▶ [Exercise tasks]:
1 - Duplicate the forum post on Oracle indexing, starting at "Reputation: 8096" and ending at "process types.".
2 - In the forum post on Oracle indexing, which table should get the compressed index?
3 - Take the forum post on Oracle indexing further from where it stops.

Reputation: 8096
I would like to add a compressed index to the Oracle Applications workflow table hr.pqh_ss_transaction_history
in order to access specific types of workflows (process_name
) and workflows for specific people (selected_person_id
).
There are lots of repeating values in process_name
although the data is skewed. I would however want to access the TFG_HR_NEW_HIRE_PLACE_JSP_PRC
and TFG_HR_TERMINATION_JSP_PRC
process types.
"PROCESS_NAME","CNT"

(Records)
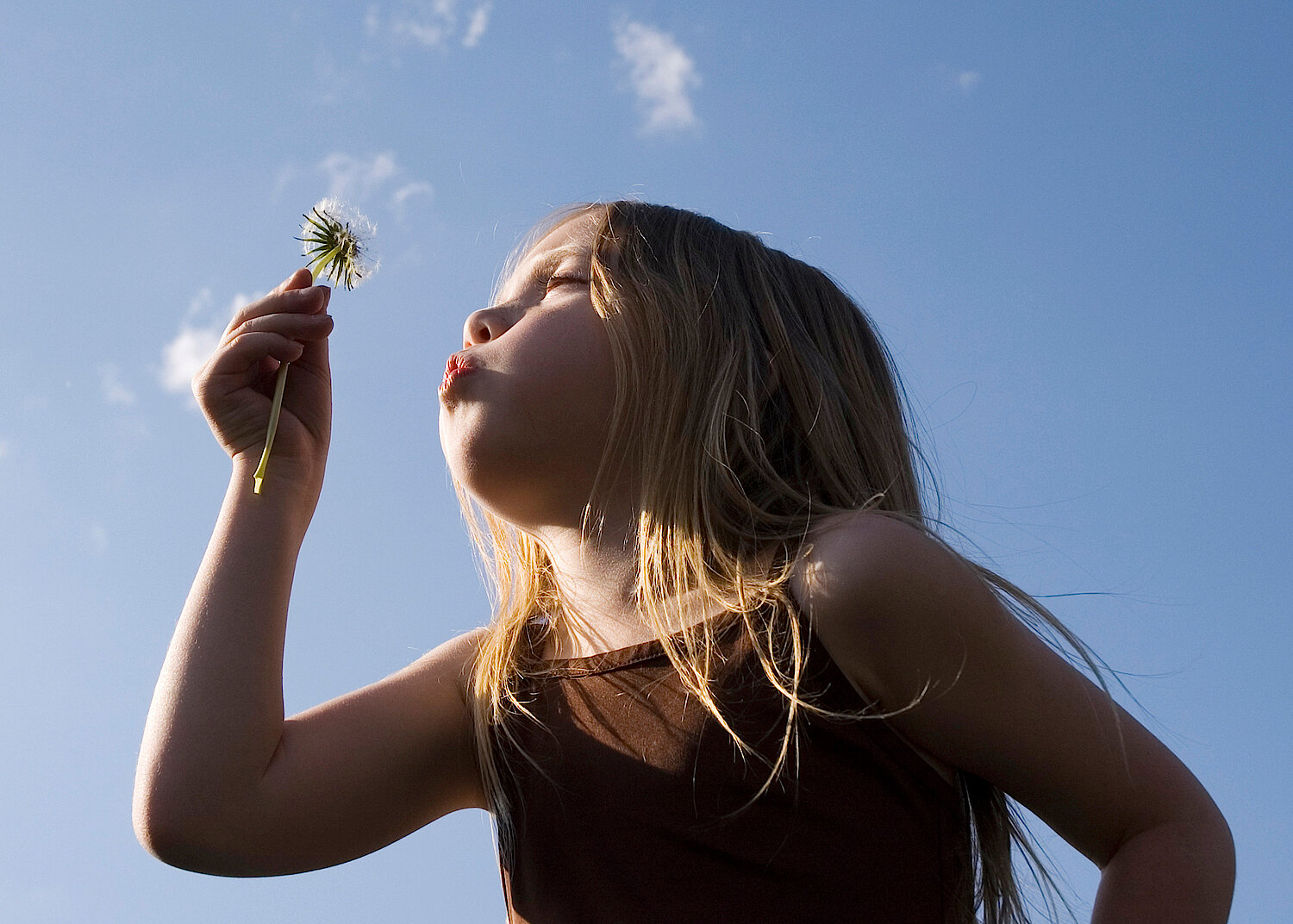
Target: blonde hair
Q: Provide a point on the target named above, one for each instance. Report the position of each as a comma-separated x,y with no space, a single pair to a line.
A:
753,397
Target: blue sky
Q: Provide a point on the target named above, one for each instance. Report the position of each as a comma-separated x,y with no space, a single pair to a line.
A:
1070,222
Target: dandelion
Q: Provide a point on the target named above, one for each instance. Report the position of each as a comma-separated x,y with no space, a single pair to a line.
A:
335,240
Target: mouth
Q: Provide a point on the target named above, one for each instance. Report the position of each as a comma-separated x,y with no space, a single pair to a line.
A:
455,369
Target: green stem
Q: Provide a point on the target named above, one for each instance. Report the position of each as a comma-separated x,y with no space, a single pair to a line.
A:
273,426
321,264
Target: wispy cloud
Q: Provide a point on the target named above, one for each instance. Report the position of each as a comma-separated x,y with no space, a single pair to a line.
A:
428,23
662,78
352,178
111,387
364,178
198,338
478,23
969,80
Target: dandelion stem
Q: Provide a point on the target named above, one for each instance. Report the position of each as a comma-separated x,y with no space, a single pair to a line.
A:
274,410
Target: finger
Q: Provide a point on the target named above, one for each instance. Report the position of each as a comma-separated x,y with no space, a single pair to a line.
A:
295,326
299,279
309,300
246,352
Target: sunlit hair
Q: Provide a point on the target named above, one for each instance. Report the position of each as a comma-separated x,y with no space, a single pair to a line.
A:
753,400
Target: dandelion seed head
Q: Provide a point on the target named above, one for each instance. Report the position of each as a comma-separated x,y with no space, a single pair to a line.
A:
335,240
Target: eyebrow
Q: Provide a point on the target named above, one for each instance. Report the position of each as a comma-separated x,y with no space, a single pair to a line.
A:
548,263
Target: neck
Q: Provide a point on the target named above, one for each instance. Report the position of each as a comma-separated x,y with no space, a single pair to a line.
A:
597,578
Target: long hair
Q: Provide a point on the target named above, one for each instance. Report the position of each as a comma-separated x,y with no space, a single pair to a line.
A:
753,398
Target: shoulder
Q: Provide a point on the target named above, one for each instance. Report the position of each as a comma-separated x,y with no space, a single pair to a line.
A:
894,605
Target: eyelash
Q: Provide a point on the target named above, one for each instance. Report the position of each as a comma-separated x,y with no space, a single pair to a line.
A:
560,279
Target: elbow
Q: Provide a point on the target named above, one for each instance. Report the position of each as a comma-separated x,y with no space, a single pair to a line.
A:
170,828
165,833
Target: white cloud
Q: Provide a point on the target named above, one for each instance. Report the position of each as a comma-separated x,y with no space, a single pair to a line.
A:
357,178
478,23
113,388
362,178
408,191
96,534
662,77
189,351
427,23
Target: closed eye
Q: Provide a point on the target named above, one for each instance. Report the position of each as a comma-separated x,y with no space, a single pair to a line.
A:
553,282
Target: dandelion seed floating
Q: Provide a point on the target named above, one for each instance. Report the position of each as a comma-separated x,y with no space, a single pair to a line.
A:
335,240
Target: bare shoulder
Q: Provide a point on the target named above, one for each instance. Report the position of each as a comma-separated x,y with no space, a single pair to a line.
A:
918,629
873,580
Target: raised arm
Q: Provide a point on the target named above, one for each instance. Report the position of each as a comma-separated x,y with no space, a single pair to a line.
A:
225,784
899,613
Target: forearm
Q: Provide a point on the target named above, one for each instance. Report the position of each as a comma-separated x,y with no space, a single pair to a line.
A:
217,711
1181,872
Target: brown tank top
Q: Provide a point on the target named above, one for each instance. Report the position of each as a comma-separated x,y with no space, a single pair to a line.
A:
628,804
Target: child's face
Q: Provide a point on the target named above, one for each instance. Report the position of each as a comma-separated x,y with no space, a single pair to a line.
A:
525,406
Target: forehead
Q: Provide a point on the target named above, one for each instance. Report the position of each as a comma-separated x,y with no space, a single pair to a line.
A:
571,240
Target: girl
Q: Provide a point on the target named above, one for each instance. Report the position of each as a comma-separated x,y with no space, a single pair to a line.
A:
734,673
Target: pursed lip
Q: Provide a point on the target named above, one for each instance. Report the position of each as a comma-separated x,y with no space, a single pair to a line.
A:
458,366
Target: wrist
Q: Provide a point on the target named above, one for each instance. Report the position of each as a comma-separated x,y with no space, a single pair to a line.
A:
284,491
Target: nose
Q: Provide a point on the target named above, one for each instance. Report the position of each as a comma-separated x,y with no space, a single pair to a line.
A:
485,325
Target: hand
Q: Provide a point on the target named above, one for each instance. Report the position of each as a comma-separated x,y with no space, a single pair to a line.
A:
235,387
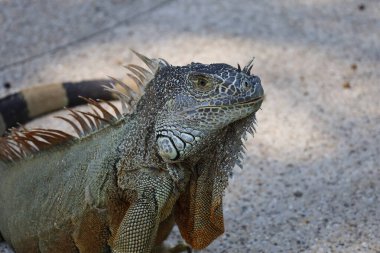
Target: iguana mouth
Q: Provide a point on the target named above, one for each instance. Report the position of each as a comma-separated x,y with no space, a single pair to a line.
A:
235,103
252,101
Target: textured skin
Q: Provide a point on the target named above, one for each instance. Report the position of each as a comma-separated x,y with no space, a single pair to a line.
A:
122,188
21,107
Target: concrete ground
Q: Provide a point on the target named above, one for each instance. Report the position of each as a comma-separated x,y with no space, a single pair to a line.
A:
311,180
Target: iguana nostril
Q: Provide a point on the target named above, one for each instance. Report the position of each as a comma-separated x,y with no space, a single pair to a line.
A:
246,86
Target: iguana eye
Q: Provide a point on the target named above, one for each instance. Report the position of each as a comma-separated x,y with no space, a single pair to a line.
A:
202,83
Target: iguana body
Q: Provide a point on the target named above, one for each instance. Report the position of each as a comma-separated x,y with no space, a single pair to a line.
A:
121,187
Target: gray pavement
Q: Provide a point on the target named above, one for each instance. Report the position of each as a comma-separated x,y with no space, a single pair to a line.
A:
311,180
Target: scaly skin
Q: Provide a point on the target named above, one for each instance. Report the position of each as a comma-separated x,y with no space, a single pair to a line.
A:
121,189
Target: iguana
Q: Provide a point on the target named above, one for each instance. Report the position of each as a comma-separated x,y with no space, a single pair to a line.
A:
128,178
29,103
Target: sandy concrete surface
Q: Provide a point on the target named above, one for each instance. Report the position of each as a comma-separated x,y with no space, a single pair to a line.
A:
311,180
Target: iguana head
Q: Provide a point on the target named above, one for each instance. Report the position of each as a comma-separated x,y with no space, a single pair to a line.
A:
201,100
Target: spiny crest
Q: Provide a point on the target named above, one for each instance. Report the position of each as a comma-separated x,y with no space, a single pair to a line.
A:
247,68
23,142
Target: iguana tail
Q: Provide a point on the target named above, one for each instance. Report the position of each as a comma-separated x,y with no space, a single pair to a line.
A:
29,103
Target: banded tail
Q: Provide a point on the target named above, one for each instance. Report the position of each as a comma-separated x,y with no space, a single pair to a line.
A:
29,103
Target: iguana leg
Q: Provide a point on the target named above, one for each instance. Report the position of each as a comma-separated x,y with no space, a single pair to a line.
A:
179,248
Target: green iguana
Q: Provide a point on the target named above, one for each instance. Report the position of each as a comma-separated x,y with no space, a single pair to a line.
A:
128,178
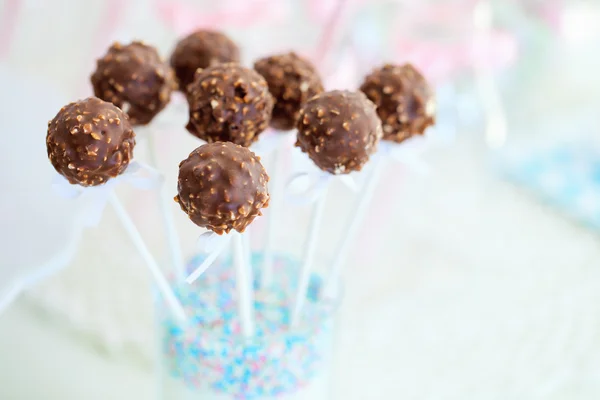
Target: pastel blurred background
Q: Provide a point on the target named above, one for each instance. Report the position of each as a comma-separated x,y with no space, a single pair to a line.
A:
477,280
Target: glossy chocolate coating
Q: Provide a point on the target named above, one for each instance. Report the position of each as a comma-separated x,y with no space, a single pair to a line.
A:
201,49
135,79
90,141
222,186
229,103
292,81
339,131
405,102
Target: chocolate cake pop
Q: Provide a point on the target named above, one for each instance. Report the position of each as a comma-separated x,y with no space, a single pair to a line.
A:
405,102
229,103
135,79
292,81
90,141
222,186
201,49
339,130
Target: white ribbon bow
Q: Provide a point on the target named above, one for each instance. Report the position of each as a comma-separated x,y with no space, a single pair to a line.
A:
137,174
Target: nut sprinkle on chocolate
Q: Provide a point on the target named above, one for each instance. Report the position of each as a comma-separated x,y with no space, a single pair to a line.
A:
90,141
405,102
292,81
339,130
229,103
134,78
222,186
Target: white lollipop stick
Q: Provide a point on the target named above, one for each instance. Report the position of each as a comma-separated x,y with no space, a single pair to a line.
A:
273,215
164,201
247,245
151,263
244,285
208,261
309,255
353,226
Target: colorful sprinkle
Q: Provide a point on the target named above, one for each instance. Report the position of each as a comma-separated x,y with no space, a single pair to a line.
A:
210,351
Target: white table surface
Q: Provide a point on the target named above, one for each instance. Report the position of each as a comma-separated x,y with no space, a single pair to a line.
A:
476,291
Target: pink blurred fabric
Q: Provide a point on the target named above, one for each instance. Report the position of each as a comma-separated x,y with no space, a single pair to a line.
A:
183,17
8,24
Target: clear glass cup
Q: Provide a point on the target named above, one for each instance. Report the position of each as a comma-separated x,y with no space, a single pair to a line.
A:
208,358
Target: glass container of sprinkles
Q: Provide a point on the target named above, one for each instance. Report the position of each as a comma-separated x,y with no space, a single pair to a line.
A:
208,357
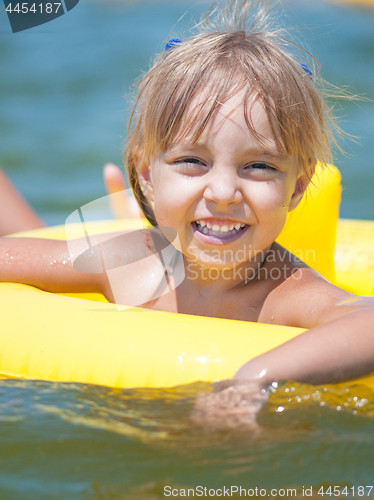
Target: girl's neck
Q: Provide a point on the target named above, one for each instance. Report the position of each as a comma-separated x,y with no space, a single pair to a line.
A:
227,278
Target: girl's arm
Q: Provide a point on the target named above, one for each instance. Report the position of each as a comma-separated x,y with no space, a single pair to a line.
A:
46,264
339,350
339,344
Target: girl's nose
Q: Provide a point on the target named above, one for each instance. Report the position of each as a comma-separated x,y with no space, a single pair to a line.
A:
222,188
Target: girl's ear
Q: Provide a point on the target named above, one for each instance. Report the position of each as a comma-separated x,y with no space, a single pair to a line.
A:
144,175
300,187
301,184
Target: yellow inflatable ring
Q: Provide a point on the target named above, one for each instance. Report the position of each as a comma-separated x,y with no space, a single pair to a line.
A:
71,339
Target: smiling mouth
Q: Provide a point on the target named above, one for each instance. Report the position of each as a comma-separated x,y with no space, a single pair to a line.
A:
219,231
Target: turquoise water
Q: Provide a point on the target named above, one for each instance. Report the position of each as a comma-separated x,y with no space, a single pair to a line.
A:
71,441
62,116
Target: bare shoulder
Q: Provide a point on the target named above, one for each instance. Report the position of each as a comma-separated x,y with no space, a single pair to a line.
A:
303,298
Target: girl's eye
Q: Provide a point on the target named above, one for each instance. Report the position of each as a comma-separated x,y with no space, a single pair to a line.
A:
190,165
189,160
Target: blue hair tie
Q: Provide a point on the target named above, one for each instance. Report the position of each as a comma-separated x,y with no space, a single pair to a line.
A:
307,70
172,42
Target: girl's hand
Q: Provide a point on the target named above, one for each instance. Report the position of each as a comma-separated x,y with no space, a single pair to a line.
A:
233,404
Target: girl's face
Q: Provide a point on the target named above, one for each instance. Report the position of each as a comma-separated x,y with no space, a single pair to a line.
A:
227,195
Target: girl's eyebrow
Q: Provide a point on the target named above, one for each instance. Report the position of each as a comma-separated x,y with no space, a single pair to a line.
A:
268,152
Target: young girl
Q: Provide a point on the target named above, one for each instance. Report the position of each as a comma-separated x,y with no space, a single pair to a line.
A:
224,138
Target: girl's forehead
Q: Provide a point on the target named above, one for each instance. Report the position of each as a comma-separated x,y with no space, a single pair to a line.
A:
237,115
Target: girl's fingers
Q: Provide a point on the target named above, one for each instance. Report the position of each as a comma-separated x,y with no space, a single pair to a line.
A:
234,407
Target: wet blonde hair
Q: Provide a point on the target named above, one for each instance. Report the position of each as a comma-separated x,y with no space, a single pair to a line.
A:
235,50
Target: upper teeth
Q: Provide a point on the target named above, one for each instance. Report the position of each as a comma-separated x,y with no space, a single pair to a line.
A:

▶ [Task-by-task answers]:
1 -
Reputation: 8096
I would like to add a compressed index to the Oracle Applications workflow table hr.pqh_ss_transaction_history
in order to access specific types of workflows (process_name
) and workflows for specific people (selected_person_id
).
There are lots of repeating values in process_name
although the data is skewed. I would however want to access the TFG_HR_NEW_HIRE_PLACE_JSP_PRC
and TFG_HR_TERMINATION_JSP_PRC
process types.

2 - hr.pqh_ss_transaction_history

3 -
"HR_GENERIC_APPROVAL_PRC",40347
"HR_PERSONAL_INFO_JSP_PRC",39284
"TFG_HR_NEW_HIRE_PLACE_JSP_PRC",18117
"TFG_HREMPSTS_TERMS_CHG_JSP_PRC",14076
"TFG_HR_TERMINATION_JSP_PRC",8764
"HR_ADV_INDIVIDUAL_COMP_PRC",4907
"TFG_HR_SIT_NOAPP",3979
"TFG_YE_TAX_PROV",2663
"HR_TERMINATION_JSP_PRC",1310
"HR_CHANGE_PAY_JSP_PRC",953
"TFG_HR_SIT_EXIT_JSP_PRC",797
"HR_SIT_JSP_PRC",630
"HR_QUALIFICATION_JSP_PRC",282
"HR_CAED_JSP_PRC",250
"TFG_HR_EMP_TERM_JSP_PRC",211
"PER_DOR_JSP_PRC",174
"HR_AWARD_JSP_PRC",101
"TFG_HR_SIT_REP_MOT",32
"TFG_HR_SIT_NEWPOS_NIB_JSP_PRC",30
"TFG_HR_SIT_NEWPOS_INBU_JSP_PRC",28
"HR_NEW_HIRE_PLACE_JSP_PRC",22
"HR_NEWHIRE_JSP_PRC",6
selected_person_id would obviously be more selective. Unfortunately there are 3774 nulls for this column and the highest count after that is 73 for one person. A lot of people would only have 1 row. The total row count is 136963.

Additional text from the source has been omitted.